## Task prompt
Can you set down, word for word, the part of the mailing-list message that begins at "I would like" and stops after "else in mind?"?

## Given passage
[PATCH 10/12] KVM: arm64: nv: Add SW walker for AT S1 emulation

Alexandru Elisei alexandru.elisei at arm.com
Mon Jul 22 03:53:13 PDT 2024


Hi Marc,

I would like to use the S1 walker for KVM SPE, and I was planning to move it to
a separate file, where it would be shared between nested KVM and SPE. I think
this is also good for NV, since the walker would get more testing.

Do you think moving it to a shared location is a good approach? Or do you have
something else in mind?

Also, do you know where you'll be able to send an updated version of this
series? I'm asking because I want to decide between using this code (with fixes
on top) or wait for the next iteration. Please don't feel that you need to send
the next iteration too soon.

## Data lines
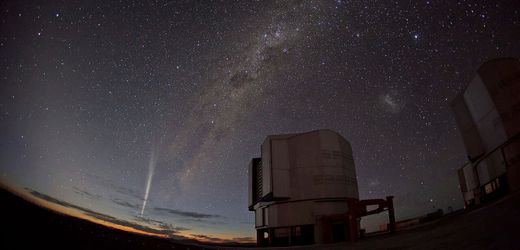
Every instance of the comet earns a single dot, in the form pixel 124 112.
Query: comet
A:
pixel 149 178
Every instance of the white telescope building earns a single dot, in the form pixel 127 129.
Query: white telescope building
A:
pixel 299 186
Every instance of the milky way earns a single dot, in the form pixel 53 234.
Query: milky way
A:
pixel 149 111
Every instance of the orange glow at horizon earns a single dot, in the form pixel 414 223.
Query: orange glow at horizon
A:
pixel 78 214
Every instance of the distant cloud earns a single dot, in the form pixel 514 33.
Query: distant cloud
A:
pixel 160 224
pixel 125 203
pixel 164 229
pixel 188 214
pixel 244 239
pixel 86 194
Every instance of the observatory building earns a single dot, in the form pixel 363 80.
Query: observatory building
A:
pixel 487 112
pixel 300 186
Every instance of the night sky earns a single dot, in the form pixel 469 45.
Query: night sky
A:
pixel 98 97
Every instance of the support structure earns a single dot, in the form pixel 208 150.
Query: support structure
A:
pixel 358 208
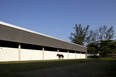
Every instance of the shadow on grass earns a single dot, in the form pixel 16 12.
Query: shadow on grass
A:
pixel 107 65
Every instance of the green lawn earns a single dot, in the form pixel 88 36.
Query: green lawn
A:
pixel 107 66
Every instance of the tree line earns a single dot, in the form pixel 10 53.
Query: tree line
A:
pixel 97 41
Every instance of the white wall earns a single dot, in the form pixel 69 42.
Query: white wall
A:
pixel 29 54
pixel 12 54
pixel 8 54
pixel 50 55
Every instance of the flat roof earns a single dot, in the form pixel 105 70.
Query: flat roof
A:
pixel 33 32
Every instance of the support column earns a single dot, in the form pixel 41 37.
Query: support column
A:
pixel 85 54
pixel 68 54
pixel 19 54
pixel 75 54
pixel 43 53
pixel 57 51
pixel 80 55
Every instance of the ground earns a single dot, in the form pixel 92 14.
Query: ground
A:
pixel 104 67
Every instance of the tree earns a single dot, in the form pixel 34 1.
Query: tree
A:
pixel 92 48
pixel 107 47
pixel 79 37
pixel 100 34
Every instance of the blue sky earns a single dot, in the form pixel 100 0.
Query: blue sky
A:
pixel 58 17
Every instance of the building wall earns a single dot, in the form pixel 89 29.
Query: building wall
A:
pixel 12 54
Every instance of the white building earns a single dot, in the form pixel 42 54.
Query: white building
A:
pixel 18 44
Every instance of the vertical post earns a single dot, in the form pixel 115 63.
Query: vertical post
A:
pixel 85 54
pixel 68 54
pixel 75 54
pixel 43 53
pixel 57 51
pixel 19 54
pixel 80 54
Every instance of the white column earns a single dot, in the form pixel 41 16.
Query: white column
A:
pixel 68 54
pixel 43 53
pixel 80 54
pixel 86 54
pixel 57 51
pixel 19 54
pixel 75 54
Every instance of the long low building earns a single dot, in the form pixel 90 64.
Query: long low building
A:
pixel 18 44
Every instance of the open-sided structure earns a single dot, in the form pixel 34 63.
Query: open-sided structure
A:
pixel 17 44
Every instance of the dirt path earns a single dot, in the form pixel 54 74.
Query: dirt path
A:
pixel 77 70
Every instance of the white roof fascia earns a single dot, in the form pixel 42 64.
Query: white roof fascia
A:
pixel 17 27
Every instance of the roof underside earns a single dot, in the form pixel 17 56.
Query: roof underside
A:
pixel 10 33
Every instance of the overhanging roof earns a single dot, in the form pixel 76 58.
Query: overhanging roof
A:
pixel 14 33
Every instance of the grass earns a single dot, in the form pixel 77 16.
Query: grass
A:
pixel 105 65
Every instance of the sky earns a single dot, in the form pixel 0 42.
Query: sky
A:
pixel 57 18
==
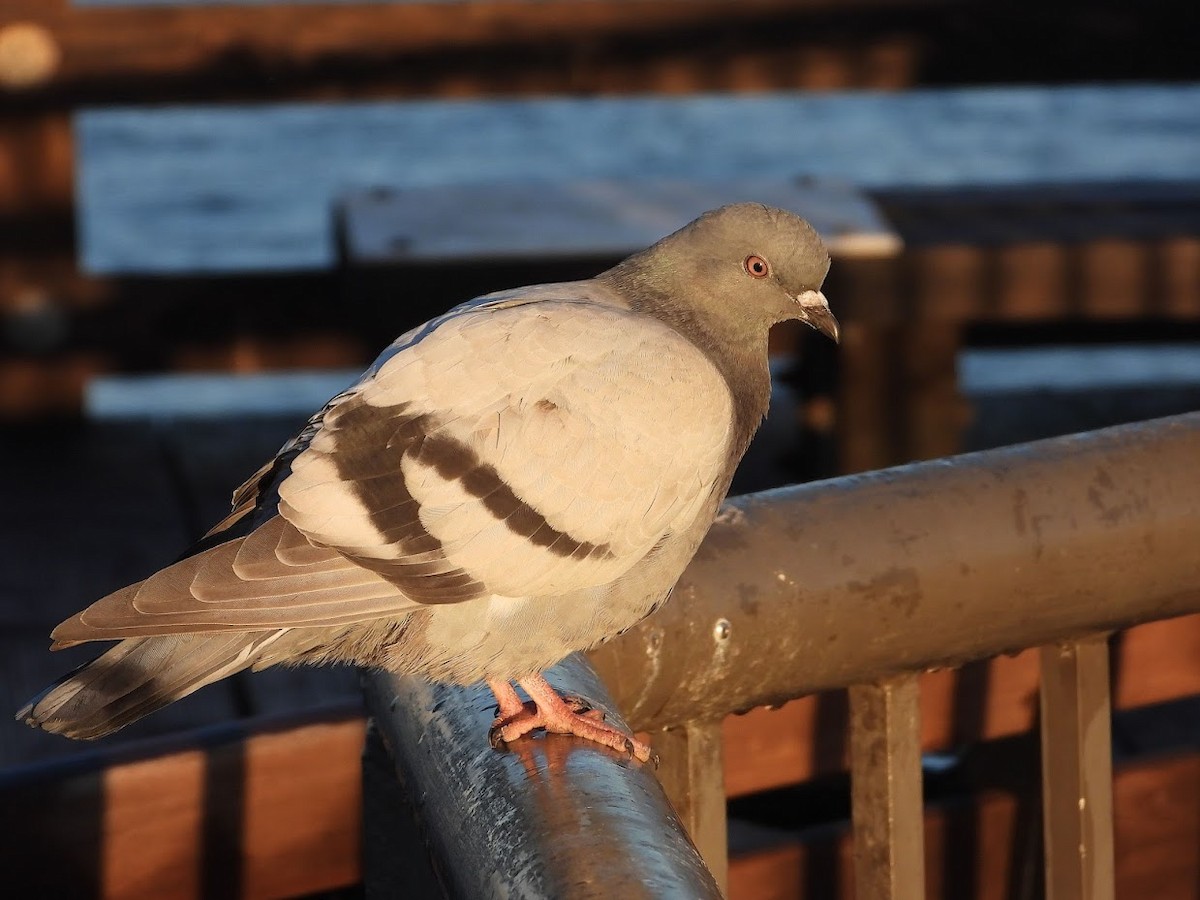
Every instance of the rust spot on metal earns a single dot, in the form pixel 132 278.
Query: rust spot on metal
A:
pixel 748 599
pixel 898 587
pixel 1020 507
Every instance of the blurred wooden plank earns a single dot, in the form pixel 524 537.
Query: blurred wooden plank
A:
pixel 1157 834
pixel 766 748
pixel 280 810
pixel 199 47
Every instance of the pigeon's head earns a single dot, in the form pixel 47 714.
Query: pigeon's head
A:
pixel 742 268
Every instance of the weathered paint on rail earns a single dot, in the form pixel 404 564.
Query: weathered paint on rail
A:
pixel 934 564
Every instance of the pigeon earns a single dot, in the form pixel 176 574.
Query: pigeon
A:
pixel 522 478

## Problem solution
I would like to use the S1 walker for KVM SPE, and I was planning to move it to
a separate file, where it would be shared between nested KVM and SPE. I think
this is also good for NV, since the walker would get more testing.

Do you think moving it to a shared location is a good approach? Or do you have
something else in mind?